Referring expression pointing data:
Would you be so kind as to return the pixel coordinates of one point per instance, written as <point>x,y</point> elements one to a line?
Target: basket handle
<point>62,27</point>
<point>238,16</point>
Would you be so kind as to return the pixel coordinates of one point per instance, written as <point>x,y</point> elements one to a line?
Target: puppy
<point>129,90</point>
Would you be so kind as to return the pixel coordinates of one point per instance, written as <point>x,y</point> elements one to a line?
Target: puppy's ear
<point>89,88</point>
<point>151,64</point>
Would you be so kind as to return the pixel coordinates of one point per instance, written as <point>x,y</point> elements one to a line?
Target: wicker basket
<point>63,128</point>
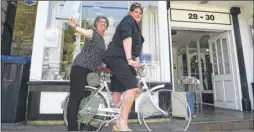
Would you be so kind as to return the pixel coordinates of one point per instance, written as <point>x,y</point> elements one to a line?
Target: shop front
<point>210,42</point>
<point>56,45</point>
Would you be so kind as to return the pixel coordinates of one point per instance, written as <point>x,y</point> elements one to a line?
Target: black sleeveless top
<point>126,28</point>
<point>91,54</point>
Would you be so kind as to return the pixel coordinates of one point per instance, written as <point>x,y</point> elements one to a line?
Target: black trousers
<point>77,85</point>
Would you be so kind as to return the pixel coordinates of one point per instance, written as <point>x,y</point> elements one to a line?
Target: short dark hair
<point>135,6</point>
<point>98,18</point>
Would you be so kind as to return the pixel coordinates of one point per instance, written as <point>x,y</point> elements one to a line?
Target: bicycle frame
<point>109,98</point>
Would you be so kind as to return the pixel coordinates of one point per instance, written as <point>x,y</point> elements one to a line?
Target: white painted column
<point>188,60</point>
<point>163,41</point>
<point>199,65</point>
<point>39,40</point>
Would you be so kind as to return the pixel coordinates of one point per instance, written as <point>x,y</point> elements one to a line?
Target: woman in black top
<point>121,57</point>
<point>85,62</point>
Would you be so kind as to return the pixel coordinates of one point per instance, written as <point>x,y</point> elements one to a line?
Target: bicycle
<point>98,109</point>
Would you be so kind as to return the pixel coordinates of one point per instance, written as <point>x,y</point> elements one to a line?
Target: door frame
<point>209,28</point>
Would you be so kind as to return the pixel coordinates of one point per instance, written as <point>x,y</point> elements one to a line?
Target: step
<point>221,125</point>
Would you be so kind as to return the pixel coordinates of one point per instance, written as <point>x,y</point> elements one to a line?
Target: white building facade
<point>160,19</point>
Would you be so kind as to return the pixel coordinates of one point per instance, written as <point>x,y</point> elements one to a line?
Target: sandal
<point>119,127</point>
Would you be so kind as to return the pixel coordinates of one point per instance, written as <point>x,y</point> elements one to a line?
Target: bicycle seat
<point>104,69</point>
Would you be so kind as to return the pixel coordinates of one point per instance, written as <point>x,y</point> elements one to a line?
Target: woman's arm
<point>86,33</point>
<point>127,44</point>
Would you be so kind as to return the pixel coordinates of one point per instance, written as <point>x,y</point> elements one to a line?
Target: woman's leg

WORK INSTRUCTION: What is needed is an exact copy of the entries, without any images.

RESPONSE TO THIS EXERCISE:
Would you be so kind as to return the pixel coordinates of one point per instance, written as <point>x,y</point> elements one to a line?
Target: basket handle
<point>62,27</point>
<point>238,16</point>
Would you be so kind as to return the pixel coordinates of one point per instance, written as <point>x,y</point> elements one to a line?
Target: puppy
<point>129,90</point>
Would you be so kind as to return the pixel coordinates of one point per instance, written as <point>x,y</point> elements one to a line?
Target: puppy's ear
<point>89,88</point>
<point>151,64</point>
Would you be so kind as to return the pixel coordinates of one point per instance, written as <point>x,y</point> elements one to a line?
Target: wicker basket
<point>63,128</point>
Would you be so kind as to return the pixel coordinates of one point per instance, written as <point>x,y</point> elements one to a line?
Target: shop front
<point>210,42</point>
<point>56,45</point>
Would you be so kind as to return the pixel coordinates of one point per instance, written as <point>x,y</point> elements one to a line?
Target: black sleeveless top
<point>126,28</point>
<point>91,54</point>
Would you be so kind as to return the pixel coordinates of one point per instance, written as <point>x,y</point> elements one to a line?
Target: black trousers
<point>77,85</point>
Would you be so kind as to return the pixel coordinates of one point per instance, written as <point>x,y</point> elements one to a line?
Target: short dark hair
<point>135,6</point>
<point>98,18</point>
Would you be so kind as to return the pixel coordinates of one point per instance, written as <point>x,y</point> elements one to a line?
Target: bicycle frame
<point>109,98</point>
Would you be so kind as to return the pixel coordinates of one point per instance, written as <point>x,y</point> elements one to a line?
Target: white painted column
<point>188,60</point>
<point>163,41</point>
<point>199,65</point>
<point>39,40</point>
Would you be so kind as to return the pixel coordinates of one point per instance, written as <point>x,y</point> elements one to a line?
Target: woman in black top
<point>121,57</point>
<point>85,62</point>
Would you be so kind as to return the pixel coordinates of one point per instance, written as <point>x,y</point> elements one to a line?
Target: bicycle
<point>98,109</point>
Would you be so kind as to return the pixel coordinates of one point per instance, written as <point>x,y</point> elements one to a line?
Target: door frame
<point>209,28</point>
Would you be so kind as to return the pixel coordinates of one point per instance, written as <point>x,y</point> elements one to a line?
Target: step
<point>221,125</point>
Would you be so kind as to return the pixel coordinates of one point per instance, written as <point>x,y</point> elements one to a line?
Target: white building facade
<point>160,19</point>
Would you be so kind as to return the pixel coordinates of one point per instance, written as <point>x,y</point> elements one to a line?
Target: sandal
<point>119,127</point>
Would you be so kind as to return the pixel coordinates of one point per instance, written as <point>x,y</point> elements one to a line?
Target: bicycle seat
<point>104,69</point>
Would you be so kind as to return the pixel coordinates of one point per instance, written as <point>x,y</point> elements one to a line?
Target: woman's arm
<point>86,33</point>
<point>127,44</point>
Would you be so kind as to return the pixel coordinates of one point per instance, written as <point>x,y</point> elements one to a line?
Target: woman's leg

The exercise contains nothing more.